### Set exercise A
Summarize the news excerpt on South African land seizures in two sentences.
### Set exercise B
From the news excerpt on South African land seizures, reproduce word for word the part that opens with the words containing "Those lobbying efforts" and closes with "to the air.".

### Text section
Those lobbying efforts appear to have worked.

U.S. opposes ‘wrong path’ for South Africa

“I have asked Secretary of State (Mike) Pompeo to closely study the South Africa land and farm seizures and expropriations and the large scale killing of farmers,” Trump said. “South African Government is now seizing land from white farmers.” His message included references to Fox News reporter Tucker Carlson’s commentary – a view that Carlson stayed committed to on Thursday when he took to the air.

“More than a quarter-century after the end of apartheid, South Africa once again (is) becoming a place where an entire group of people is targeted for discrimination and violence on the basis of their skin color,” Carlson said, again speaking of white landowners as the targets. “We oppose that obviously, it was wrong 25 years ago and it is wrong now. It is wrong wherever and whenever it happens.”

Yet Fox News wasn’t alone in refusing to back down, despite data that conflict with any assertion that white farmers are subject to “large scale killings.” They’re not, according to a number of investigations, including an Australian report in April after that country’s Home Affairs minister made a similarly wild claim about 400 white farmers being killed in “a very serious situation developing in South Africa.”

### Dataset
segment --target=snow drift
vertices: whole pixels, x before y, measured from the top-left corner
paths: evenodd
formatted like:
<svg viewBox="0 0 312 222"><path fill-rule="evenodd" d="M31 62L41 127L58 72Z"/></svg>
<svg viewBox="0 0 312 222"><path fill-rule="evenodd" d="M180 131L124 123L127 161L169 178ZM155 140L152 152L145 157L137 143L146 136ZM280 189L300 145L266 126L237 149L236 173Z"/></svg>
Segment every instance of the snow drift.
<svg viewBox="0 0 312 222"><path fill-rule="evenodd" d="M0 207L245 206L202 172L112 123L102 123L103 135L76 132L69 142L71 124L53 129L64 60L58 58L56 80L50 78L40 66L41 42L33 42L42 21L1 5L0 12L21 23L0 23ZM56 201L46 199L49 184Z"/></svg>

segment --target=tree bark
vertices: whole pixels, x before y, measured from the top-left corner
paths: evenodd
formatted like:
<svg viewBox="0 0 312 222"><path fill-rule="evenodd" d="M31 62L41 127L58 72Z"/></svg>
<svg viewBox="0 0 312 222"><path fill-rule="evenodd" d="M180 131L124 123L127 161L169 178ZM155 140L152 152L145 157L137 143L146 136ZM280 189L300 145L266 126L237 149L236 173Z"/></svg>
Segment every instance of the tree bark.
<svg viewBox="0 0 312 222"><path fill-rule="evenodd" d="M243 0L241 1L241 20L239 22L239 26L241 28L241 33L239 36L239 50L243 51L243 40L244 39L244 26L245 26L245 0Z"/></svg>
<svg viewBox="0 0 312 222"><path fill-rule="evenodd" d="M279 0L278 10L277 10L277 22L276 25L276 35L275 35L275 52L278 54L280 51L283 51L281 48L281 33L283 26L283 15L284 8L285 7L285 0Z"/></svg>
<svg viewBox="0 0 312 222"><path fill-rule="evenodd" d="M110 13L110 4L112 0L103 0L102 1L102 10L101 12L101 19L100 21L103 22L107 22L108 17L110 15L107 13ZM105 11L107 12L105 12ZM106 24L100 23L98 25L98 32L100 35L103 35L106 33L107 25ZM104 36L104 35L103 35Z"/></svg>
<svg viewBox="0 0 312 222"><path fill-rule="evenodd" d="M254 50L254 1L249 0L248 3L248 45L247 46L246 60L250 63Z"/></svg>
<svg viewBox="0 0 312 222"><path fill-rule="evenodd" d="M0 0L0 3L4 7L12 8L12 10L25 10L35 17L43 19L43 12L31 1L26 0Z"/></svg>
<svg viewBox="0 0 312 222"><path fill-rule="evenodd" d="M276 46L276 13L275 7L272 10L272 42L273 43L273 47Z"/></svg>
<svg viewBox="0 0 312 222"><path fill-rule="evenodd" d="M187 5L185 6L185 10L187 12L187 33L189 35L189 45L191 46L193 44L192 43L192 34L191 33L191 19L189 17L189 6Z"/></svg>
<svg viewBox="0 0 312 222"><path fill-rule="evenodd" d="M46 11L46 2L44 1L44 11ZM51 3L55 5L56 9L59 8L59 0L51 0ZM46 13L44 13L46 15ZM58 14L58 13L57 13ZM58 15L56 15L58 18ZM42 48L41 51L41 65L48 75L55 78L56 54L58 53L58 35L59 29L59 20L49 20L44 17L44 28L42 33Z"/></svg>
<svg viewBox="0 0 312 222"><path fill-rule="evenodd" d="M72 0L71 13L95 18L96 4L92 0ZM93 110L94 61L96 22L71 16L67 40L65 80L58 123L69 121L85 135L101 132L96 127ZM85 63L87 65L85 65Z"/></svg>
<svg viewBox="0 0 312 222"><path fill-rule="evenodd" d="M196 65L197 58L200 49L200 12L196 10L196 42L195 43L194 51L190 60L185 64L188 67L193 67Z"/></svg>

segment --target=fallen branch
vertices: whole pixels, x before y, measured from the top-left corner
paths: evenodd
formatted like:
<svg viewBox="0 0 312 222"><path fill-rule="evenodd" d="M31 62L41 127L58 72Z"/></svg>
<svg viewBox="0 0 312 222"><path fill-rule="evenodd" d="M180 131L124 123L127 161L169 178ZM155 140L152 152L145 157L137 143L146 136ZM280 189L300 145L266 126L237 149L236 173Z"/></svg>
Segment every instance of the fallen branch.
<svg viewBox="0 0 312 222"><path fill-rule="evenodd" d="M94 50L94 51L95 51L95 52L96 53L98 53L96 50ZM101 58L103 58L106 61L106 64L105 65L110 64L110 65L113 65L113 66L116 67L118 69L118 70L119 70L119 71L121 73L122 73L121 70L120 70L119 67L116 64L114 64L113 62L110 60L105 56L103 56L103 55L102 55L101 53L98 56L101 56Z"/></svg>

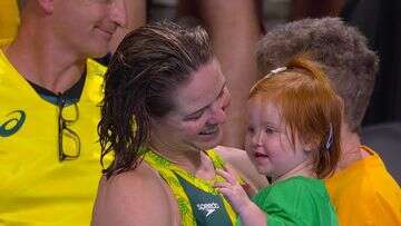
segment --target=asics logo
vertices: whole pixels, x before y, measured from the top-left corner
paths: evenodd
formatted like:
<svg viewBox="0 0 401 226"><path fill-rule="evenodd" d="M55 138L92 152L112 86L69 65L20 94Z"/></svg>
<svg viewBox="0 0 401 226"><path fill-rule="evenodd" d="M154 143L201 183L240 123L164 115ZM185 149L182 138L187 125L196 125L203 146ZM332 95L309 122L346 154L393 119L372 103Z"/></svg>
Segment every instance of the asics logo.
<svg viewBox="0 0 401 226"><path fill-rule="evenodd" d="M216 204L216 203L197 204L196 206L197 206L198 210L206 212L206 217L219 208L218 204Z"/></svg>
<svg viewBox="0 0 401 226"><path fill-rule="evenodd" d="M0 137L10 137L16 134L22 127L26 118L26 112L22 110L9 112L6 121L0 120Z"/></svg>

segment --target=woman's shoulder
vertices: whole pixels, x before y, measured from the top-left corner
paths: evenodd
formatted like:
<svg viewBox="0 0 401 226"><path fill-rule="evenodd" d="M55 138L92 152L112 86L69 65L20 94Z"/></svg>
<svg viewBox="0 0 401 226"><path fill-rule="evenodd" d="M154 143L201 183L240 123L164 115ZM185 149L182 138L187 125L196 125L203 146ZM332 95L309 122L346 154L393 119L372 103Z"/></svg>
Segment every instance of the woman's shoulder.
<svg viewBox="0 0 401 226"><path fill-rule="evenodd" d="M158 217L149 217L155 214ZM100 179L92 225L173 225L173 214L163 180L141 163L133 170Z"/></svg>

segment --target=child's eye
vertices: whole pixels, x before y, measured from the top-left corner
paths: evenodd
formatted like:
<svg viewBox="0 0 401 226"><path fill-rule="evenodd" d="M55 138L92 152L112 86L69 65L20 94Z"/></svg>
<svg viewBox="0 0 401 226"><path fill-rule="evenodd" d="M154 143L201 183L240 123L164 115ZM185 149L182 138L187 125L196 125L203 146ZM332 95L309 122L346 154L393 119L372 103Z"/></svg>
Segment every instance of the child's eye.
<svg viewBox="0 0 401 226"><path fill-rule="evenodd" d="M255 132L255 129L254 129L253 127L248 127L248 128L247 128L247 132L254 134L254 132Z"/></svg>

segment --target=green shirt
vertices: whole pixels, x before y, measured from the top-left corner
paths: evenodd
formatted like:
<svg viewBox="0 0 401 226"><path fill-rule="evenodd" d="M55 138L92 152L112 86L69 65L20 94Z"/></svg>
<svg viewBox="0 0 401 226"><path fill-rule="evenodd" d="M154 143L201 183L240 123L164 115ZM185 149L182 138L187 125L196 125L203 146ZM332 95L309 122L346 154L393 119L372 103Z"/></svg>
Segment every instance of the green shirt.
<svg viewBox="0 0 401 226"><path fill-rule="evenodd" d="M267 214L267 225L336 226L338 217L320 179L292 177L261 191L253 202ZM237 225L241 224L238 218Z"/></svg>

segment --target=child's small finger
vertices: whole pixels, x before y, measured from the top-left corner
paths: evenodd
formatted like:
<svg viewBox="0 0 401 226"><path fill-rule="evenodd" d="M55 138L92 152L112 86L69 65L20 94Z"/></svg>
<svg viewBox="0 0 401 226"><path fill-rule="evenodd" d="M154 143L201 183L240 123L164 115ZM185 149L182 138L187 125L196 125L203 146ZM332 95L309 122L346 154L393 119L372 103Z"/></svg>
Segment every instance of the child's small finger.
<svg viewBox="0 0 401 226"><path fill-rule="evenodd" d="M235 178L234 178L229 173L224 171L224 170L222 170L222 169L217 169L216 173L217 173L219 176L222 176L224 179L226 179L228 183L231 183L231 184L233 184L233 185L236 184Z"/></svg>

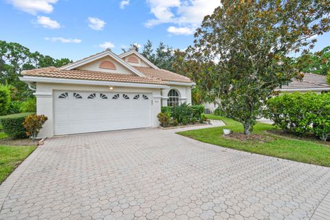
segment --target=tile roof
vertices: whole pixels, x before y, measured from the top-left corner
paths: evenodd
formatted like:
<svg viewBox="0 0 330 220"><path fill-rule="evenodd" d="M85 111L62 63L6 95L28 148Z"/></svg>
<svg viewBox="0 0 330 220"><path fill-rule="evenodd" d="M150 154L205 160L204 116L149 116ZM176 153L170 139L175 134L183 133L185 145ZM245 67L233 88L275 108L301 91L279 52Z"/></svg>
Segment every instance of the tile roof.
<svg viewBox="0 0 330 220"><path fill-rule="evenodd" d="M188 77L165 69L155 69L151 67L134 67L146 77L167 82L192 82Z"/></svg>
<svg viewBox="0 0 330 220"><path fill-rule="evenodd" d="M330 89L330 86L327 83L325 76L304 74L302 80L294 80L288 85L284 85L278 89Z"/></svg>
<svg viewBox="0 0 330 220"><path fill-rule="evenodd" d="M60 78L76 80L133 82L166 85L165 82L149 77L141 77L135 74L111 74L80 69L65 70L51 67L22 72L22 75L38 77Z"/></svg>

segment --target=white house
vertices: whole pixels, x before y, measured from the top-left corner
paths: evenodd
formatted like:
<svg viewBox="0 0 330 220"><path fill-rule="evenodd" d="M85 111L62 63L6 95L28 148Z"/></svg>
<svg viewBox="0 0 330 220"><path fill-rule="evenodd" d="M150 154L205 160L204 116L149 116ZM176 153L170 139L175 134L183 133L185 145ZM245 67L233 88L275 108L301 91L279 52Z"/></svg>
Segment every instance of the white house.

### Task result A
Trump asked Secretary of State Mike Pompeo to study South Africa's land seizures and what he called the large-scale killing of farmers, and his message referred to commentary by Fox News reporter Tucker Carlson, who on Thursday again described white landowners as targets of discrimination and violence. Fox News did not back down, even though several investigations, including an Australian report in April, contradict the claim that white farmers are subject to large-scale killings.

### Task result B
Those lobbying efforts appear to have worked.

U.S. opposes ‘wrong path’ for South Africa

“I have asked Secretary of State (Mike) Pompeo to closely study the South Africa land and farm seizures and expropriations and the large scale killing of farmers,” Trump said. “South African Government is now seizing land from white farmers.” His message included references to Fox News reporter Tucker Carlson’s commentary – a view that Carlson stayed committed to on Thursday when he took to the air.